#### [EXERCISE TEXT]
<<<<

Having clawed its way up a ladder of stolen lifeblood, the soul of a Leech refuses to allow its body to die, holding the Pattern of the mage that hosts it in a state of full, vital animation. It’s a precarious existence, though, one which can only be sustained through predation.

The first Leech was an accident. Elias Drescher, a Mystagogue who had let slip more than a few secrets that he shouldn’t have, feared that the Guardians of the Veil might strike at him at any moment. He draped himself in protective spells, using the Death and Life Arcana to suppress his biological functions entirely and animate his body with magic alone. Safeguarded against blood loss or poison and free of the need to breathe or rest, Elias Drescher imagined himself safe against a hypothetical assassination attempt, but only grew more unhinged as his days of sleepless undeath wore on. He obsessively recast and reinforced the spells that held his body in suspended animation, turning the evocation of a complex Imago into a repeating nervous tic.

Things came to a head when, while negotiating for asylum with the vampires to whom he’d first furnished occult secrets, Drescher unthinkingly refreshed his animating magic and triggered a catastrophic paradox in the process. The spells he’d been relying on twisted out of his control, releasing their hold on his body and reaching hungrily outwards. The vampires in attendance were unaffected, but had no intention of sitting back and watching while the mage’s mistake blighted their lair and enervated their servants. When killing Drescher didn’t work, they tried turning him. Buffered with stolen life force of a much more refined sort, Drescher’s body and soul stabilized enough to allow the paradox anchored in them to dissipate. When Elias Drescher next awoke, he was to all appearances alive and healthy, but both he and his saviors could feel the change that had taken place. Unfortunately for Drescher, the city’s vampires weren’t interested in competition.

The transformed Drescher had little luck reintegrating into Awakened society. Rather than relinquish his collected relics and submit to analysis, he fled the Mysterium. Friends, cabal mates, and rebels against the established order sought the necromancer out beyond city reaches, looking to lend support or simply learn precisely what had happened. It wasn’t long before the assembled mages determined what was going on, or before some of those present decided that Drescher’s affliction had its benefits.

The Leech condition has proven to spread as a Legacy does. More a deformity of the soul than a refinement, it can take root in any mage exposed to the Legacy’s powers, though it can’t seem to overwrite an actual Legacy and it rarely manifests without deliberate cultivation. The condition is a liability to many mages, but to others it offers plentiful Mana, robust health, and, most importantly, a stab at immortality.

Parent Path: None – any mage without a Legacy can become a Leech. Moros and Thyrsus, however, are most likely to be able to take advantage of the Legacy’s powers.

Nickname: The Legacy is young enough that “Leeches” is both its formal and informal name, although some have bandied about “Ghouls” and “Vampires” as alternative, if potentially confusing, nicknames.

Appearance: Leeches normally avoid announcing their condition and so do their best to look like normal mages, whatever that may mean. Paleness and emaciation are common features of Leeches that fail to see to their appetites, and increasingly powerful Leeches become increasingly corpselike.

Background: Most first- and second-generation Leeches were drawn from the fringes of Awakened society, but variety in the Legacy’s membership has increased with time. Any mage fed upon by a Leech can contract the condition, and so a member of the Legacy might hail from any walk of life.

>>>>

#### [DATASET EXTRACT]
<<<<

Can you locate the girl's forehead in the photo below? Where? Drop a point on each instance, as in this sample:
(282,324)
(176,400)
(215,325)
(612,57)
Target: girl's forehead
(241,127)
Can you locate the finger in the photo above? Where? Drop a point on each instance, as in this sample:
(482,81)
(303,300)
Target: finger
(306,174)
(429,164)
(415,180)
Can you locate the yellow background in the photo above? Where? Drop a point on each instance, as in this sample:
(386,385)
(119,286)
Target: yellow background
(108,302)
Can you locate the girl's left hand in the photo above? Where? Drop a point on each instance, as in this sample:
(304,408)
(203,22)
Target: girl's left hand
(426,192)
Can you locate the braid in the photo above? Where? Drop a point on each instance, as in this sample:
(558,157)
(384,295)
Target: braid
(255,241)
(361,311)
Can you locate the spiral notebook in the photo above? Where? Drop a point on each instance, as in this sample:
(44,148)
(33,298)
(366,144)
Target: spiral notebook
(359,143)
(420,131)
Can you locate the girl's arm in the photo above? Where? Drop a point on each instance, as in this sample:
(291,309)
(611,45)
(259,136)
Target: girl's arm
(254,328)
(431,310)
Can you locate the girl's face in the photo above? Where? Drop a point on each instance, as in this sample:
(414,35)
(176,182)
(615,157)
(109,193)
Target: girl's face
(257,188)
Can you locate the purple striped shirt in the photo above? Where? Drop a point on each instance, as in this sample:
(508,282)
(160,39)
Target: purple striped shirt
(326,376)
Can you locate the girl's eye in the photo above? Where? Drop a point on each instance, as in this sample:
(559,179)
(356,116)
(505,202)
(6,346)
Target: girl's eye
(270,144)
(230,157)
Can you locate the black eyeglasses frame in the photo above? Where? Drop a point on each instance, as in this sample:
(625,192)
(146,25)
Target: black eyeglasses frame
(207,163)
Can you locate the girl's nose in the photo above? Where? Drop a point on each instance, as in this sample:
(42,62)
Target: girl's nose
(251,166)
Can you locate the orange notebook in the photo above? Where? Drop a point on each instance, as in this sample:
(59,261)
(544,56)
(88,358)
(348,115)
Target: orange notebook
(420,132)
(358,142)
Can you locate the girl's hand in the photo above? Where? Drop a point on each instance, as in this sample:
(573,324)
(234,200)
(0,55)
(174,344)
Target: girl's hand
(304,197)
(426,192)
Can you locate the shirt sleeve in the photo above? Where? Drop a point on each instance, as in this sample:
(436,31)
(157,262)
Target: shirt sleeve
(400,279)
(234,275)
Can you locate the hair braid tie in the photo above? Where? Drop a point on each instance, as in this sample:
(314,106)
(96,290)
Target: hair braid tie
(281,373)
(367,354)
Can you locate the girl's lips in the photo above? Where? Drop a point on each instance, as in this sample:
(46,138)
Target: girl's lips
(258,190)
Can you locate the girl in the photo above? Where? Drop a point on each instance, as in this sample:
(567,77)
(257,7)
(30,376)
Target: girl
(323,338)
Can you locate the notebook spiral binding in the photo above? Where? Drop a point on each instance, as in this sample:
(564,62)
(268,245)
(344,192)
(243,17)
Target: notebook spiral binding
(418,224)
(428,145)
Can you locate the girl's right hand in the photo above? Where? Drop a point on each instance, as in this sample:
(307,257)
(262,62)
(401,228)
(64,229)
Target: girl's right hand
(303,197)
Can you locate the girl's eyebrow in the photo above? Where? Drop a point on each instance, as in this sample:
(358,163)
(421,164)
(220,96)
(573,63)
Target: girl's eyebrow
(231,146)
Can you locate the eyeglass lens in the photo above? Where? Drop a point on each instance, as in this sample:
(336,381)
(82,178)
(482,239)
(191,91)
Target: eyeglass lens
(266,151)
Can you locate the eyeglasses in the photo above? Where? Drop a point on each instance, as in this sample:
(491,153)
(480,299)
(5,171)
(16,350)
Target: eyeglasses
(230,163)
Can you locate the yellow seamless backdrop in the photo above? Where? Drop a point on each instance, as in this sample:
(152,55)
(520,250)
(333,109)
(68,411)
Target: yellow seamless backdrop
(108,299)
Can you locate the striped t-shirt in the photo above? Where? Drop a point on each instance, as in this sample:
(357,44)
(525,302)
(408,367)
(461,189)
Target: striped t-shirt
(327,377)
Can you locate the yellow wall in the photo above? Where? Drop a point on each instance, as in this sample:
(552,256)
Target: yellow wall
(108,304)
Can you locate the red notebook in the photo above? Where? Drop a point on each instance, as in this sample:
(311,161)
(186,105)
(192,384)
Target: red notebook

>>>>
<<<<

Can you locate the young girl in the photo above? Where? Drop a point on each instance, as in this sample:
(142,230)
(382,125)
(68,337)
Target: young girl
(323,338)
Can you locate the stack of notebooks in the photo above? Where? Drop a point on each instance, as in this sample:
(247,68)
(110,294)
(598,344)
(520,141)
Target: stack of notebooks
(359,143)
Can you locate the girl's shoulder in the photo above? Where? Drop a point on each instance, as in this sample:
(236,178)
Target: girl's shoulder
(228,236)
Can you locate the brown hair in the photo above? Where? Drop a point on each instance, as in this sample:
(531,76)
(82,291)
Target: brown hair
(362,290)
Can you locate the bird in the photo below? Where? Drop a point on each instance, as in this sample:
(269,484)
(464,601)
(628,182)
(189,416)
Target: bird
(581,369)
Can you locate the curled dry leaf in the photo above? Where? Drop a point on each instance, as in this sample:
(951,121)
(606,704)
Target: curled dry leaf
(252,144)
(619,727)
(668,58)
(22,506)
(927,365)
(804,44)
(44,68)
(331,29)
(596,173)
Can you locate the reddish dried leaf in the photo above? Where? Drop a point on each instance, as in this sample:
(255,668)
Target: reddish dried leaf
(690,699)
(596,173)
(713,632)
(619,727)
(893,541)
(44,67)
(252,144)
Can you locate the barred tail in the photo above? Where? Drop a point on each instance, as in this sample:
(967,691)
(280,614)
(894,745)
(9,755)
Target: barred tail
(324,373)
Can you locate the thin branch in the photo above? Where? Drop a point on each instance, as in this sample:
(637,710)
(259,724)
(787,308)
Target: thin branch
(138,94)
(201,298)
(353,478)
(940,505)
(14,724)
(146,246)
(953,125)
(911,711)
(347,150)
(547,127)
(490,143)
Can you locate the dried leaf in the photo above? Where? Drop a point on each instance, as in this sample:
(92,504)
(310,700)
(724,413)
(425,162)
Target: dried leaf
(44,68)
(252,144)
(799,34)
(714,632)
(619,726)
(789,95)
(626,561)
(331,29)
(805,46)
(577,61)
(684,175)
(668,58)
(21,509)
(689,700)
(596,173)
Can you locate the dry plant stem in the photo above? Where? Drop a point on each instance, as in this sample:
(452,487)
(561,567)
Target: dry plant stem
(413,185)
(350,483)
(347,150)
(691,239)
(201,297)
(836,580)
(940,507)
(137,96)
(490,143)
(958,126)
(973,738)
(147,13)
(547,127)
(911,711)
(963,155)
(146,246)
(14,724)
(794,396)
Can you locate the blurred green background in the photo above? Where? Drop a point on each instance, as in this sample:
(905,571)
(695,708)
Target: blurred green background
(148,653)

>>>>

#### [PROBLEM REQUIREMENTS]
Return the passage about the Leech word for word, from "Parent Path: None" to "the Legacy’s powers.".

#### [RESPONSE TO THIS TASK]
Parent Path: None – any mage without a Legacy can become a Leech. Moros and Thyrsus, however, are most likely to be able to take advantage of the Legacy’s powers.